Directions for this task
Work through the listing below, copying each line that carries the word "trace".

[Available data Boundary: Start]

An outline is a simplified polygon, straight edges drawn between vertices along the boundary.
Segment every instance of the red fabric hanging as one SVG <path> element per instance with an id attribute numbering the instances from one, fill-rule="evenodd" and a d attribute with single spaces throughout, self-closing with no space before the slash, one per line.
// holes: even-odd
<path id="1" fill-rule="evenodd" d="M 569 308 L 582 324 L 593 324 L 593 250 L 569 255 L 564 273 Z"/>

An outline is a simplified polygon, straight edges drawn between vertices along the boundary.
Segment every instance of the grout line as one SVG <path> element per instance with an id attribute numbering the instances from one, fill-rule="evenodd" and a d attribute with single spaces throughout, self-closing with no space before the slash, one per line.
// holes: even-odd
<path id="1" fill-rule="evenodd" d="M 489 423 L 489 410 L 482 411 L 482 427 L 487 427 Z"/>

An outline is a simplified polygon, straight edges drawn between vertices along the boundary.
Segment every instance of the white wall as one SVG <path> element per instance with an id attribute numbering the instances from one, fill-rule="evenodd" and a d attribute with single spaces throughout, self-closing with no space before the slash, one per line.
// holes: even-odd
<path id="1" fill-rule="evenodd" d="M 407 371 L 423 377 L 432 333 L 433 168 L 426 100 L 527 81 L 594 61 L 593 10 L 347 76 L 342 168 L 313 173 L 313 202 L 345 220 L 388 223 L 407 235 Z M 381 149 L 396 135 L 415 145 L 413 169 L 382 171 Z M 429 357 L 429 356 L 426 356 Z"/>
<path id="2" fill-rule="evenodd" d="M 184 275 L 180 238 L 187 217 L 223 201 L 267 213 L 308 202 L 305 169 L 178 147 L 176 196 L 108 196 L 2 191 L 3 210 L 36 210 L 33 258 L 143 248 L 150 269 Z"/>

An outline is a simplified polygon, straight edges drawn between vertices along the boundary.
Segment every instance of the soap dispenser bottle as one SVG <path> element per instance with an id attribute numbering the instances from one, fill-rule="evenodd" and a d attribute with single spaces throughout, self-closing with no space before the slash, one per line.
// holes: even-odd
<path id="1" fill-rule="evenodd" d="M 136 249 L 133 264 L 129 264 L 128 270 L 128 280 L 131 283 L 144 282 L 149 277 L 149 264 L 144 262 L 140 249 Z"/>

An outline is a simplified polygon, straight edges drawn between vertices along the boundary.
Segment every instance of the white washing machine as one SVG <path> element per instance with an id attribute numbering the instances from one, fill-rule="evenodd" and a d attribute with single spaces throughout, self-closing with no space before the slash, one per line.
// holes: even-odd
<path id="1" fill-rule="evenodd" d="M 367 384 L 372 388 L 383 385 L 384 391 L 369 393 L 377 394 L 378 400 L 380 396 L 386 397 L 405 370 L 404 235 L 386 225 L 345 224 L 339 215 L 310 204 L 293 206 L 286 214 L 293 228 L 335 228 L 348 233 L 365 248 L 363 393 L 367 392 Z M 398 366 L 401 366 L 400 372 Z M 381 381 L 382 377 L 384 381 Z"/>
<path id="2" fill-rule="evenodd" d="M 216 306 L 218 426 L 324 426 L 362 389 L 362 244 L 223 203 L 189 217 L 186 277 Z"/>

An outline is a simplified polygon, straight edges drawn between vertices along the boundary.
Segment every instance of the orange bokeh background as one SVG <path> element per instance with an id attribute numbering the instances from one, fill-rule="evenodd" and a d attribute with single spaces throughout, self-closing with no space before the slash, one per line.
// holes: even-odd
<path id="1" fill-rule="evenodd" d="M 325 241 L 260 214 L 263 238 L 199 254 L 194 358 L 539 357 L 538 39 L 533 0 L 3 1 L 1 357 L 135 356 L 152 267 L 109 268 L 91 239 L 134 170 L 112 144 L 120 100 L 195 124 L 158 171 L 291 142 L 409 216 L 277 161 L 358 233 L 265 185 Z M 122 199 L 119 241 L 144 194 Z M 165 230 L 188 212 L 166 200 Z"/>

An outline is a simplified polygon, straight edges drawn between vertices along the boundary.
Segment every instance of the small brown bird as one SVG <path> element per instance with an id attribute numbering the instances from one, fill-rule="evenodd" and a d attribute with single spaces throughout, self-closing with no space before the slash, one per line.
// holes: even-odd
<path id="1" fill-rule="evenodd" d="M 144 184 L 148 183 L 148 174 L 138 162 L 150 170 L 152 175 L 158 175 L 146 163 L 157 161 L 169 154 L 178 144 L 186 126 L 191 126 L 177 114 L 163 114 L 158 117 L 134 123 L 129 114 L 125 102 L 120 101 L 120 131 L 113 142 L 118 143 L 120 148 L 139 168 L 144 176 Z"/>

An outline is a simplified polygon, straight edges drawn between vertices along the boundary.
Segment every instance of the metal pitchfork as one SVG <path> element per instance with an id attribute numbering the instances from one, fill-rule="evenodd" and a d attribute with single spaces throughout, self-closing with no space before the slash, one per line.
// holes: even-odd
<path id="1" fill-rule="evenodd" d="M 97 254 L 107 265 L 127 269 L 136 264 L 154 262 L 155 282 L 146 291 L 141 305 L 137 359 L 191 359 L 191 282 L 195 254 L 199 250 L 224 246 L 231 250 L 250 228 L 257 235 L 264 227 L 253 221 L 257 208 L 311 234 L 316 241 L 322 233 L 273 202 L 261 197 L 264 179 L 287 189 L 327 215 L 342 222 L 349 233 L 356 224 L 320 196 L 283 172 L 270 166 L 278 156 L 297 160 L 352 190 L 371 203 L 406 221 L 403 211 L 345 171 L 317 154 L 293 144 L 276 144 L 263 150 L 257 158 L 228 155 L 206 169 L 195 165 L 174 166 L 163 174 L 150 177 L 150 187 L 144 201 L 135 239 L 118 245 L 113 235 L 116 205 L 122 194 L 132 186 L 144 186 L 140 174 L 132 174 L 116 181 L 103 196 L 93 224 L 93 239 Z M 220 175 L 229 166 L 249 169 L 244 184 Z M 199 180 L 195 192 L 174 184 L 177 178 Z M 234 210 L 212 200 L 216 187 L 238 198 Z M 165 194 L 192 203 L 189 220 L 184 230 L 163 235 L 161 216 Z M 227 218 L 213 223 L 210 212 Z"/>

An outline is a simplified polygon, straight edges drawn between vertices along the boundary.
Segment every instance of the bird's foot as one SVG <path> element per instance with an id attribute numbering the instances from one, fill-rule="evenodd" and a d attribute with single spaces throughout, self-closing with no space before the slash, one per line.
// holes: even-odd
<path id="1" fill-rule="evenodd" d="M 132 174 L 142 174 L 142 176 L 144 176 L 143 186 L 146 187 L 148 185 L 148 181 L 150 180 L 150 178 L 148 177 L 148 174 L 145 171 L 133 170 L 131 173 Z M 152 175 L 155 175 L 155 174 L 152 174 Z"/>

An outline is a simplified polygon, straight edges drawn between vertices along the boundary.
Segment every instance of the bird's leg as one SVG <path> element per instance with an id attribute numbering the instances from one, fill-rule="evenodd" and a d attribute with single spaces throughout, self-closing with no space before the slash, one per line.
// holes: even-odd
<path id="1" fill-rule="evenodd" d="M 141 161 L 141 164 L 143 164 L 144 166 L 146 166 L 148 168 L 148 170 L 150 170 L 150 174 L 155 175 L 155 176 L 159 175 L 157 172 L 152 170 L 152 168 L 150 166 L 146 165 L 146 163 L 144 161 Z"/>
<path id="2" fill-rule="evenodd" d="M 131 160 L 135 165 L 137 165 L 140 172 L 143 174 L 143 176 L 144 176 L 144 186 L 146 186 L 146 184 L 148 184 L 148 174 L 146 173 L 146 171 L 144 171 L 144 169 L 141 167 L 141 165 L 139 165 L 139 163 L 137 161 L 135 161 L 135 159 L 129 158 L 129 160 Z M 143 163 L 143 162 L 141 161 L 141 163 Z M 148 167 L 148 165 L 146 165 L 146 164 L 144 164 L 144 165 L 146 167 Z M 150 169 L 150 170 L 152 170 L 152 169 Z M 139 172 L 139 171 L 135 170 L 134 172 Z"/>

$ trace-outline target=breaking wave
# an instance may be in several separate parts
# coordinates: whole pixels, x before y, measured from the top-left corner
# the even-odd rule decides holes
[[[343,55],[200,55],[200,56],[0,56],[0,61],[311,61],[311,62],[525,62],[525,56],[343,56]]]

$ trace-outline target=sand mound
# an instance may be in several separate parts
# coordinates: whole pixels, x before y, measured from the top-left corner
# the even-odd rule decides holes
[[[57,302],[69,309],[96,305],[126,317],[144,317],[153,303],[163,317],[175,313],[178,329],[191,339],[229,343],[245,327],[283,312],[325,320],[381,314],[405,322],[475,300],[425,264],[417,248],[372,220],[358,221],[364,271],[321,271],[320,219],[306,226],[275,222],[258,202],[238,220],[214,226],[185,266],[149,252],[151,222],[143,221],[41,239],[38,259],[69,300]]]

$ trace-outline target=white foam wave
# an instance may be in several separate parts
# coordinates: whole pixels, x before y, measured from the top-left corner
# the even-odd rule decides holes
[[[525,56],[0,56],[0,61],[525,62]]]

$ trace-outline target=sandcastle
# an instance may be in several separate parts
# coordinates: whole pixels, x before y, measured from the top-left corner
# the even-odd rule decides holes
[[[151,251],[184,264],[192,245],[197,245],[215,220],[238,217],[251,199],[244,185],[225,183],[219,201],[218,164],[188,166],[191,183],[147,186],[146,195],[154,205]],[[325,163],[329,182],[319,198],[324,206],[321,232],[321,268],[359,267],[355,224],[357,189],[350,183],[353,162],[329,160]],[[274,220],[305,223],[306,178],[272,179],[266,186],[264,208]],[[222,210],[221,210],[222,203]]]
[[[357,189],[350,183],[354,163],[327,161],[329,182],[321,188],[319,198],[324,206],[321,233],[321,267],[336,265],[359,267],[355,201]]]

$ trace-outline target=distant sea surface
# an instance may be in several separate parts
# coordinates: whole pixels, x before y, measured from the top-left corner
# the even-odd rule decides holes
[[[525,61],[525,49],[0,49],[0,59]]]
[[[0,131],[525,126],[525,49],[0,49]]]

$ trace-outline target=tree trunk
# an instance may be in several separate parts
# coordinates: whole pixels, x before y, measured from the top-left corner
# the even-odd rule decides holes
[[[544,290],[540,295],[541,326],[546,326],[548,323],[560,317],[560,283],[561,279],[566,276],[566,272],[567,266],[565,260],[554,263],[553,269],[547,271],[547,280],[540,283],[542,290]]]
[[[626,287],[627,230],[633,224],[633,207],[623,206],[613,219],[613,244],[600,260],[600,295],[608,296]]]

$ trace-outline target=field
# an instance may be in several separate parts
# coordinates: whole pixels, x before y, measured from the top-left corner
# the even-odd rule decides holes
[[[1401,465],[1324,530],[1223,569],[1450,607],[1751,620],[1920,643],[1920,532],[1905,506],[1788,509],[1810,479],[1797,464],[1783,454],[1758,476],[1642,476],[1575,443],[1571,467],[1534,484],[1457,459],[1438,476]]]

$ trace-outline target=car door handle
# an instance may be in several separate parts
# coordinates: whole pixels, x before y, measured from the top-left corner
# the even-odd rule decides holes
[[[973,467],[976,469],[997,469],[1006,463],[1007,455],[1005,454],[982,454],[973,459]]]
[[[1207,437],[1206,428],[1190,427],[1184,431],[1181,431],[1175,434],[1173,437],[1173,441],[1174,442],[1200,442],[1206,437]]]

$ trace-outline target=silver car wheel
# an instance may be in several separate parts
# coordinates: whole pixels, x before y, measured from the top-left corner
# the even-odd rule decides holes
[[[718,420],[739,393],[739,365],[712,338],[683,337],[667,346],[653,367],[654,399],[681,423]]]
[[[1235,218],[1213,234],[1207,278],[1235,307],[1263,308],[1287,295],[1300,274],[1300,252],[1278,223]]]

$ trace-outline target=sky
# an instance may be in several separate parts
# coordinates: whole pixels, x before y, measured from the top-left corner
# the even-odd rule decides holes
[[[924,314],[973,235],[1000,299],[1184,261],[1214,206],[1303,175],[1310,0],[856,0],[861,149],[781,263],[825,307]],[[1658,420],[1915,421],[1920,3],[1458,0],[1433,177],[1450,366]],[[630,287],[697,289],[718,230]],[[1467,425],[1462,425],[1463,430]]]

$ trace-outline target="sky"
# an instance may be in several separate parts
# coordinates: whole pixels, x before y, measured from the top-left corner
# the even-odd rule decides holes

[Available data Boundary: End]

Task response
$ trace-outline target=breaking wave
$ trace-outline target=sand mound
$ trace-outline target=white foam wave
$ trace-outline target=sandcastle
$ trace-outline target=distant sea surface
$ trace-outline target=tree trunk
$ trace-outline target=field
$ trace-outline target=car door handle
$ trace-outline target=silver car wheel
$ trace-outline target=sky
$ trace-outline target="sky"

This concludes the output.